DATASET RECORDS -
==*==

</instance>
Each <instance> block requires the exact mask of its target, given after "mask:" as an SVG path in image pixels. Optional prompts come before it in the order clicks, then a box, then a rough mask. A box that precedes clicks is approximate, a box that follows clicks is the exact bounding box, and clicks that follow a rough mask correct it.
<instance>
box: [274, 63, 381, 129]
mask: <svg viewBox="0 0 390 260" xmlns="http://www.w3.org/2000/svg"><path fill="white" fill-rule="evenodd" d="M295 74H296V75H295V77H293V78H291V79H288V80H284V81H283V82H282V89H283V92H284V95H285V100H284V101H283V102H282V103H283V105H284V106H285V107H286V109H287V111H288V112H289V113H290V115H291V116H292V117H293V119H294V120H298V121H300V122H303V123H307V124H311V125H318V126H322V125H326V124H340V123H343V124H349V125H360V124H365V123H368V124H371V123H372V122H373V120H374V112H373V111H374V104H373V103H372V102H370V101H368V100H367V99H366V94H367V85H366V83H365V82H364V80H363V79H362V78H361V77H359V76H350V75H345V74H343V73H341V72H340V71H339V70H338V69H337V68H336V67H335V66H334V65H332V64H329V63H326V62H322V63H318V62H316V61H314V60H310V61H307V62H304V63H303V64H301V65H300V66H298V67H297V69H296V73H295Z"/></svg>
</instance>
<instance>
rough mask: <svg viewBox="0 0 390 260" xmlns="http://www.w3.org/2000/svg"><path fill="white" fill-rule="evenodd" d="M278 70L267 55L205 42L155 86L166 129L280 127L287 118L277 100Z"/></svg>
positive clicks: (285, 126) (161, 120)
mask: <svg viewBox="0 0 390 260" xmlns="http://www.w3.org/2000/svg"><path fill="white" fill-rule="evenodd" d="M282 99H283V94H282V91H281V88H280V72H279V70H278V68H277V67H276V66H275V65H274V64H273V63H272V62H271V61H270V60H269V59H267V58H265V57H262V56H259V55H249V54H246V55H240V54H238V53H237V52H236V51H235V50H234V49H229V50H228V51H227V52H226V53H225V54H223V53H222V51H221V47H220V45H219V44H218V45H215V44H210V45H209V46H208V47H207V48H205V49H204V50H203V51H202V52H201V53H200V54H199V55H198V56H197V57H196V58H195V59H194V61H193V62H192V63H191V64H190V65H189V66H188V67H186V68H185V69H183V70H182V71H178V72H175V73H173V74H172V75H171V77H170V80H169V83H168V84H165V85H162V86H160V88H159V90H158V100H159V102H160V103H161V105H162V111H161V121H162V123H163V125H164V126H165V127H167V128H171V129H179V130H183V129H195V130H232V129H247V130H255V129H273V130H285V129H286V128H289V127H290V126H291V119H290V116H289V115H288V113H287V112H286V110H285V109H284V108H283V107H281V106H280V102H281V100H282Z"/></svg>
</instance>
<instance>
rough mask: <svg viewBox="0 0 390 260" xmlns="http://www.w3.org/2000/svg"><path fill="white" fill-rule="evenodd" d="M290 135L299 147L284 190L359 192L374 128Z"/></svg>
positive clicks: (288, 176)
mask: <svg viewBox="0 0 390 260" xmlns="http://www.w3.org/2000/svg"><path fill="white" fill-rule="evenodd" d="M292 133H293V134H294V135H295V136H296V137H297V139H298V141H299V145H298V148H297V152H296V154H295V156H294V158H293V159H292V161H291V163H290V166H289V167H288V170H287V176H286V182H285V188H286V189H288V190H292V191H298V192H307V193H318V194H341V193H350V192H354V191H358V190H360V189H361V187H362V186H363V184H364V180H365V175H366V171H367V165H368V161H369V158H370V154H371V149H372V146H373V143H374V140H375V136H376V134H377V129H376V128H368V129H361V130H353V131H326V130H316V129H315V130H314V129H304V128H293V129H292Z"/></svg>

==*==

Copy the data again word for word, from the very first line down to and including the line that contains "box: [274, 63, 381, 129]".

</instance>
Each <instance> block requires the exact mask of its target, given after "mask:" as an SVG path in image pixels. Optional prompts come before it in the order clicks, then a box, then a rough mask. A box that precedes clicks is approximate, a box that follows clicks is the exact bounding box, and clicks that follow a rough mask correct it.
<instance>
box: [274, 63, 381, 129]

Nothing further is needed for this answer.